Text extract:
** BEGIN **

Seeing the Light

I feel lost; but all is not lost. I can see some light.

I take comfort in my new lostness in Psalm 23 (NKJV):

“The Lord is my shepherd;
I shall not want.
He maketh me lie down in green pastures;
He leads me beside still waters.
He restores my soul;
He leads me in the paths of righteousness
For His Name’s sake.”

When I feel lost, as I do now, I sing this to myself. I have taken to singing it with the children at bedtime, with me singing the alto part. When I am lost, I sing. This restores my soul and I am reminded always to look to the Lord.

We moved house. We moved cities 1600km (995miles) from our previous home. We left the comfort of friends and family. We let go of things in our lives that fed our souls. We have moved away from the New Church community that we loved and were part of. This has been a difficult move. I feel lost.

In am lost because I don’t know my way around where I live yet. However, I have found my way physically, thanks to maps on my phone, and having bought a map book of our new city. This has brought light in many ways. Teaching my children how to read a map is a skill in itself and we are finding it fun to look through the map book to find places and plan our routes. Sometimes we do get physically lost, because we take a wrong turn. There are lessons in that too. How to recalibrate and find another solution.

I am lost because I lost something of my life that was dear to me. However, in my new found lostness, I have found new things. I have discovered that in letting go of those things I found important to me before, I have found new purpose. New things that don’t replace what I had before, but which enhance where I was at. I have found other activities to help me to be me.

** END **

Collected data:
** BEGIN **

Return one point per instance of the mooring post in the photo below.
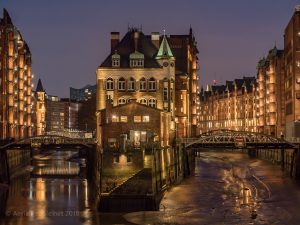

** END **

Stated task 1:
Answer these questions about the reflection on moving cities, marking each answer (a), (b), or (c):
(a) Which translation of Psalm 23 is quoted?
(b) How far did the family move from their previous home?
(c) Besides using maps on a phone, what did the writer buy to find the way around the new city?
Stated task 2: Copy a section of the reflection on moving cities word for word, beginning at the words "I am lost because" and stopping after "me to be me.".
Stated task 3: Please continue the reflection on moving cities from its last sentence.

Task result 1:
(a) NKJV
(b) 1600km (995 miles)
(c) A map book of the new city

Task result 2:
I am lost because I lost something of my life that was dear to me. However, in my new found lostness, I have found new things. I have discovered that in letting go of those things I found important to me before, I have found new purpose. New things that don’t replace what I had before, but which enhance where I was at. I have found other activities to help me to be me.

Task result 3:
I am lost because I don’t know how I feel. I feel numb. There’s too much to take in all at once. I have always been the adventurous one. I have travelled around the world to many far off places and enjoy doing so, even on my own. I love adventures. I am not adverse to change. However, part of me didn’t want to move. I was happy in my own space. I have been moved out of my space and into a new one and I know it will take time to find how to fill that space emotionally. In moving, however, our family came back together after 14 months of being apart.

In this emotional space of feeling lost, I have found a new light. I have rediscovered things about myself. In helping the children to feel less lost, it has helped me to feel the same. Every day, we find one new thing that we love about where we live now. Every weekend, we go on a new adventure to discover new places to go for walks, or take our dog, or swim. In watching their joy in discovery, it is helping me to feel less lost and see the light again.

The light we have found has manifested itself in spending more time with family here that we had not spent much time with previously. This has been a joy and an addition to our lives.

We have become part of a New Church community here, and are making new friends all who love the Lord and want to worship Him in the same way we did before. It is different, but it is good.

I haven’t lost my friends and family that I loved being with where I lived before. They are still there and still very dear to my heart. They are just a message, email or phone call away. I miss them, and that’s okay. I will rejoice and value the time we have together when we meet again.

I have decided to not start anything new in my life. I have decided to expand on the things I can already do or know. I have felt inadequate because I have never been amazing at anything, but good at a whole lot of things: “Jack of all trades, master of none…” as the saying goes.

So maybe it’s okay to feel lost for a while. I am starting to see the light. I find positives where before I saw only everything I didn’t have, or had given up. I have found myself in different ways.

I feel lost, and will do for some time to come. However, I can see the light. I am not spiritually lost.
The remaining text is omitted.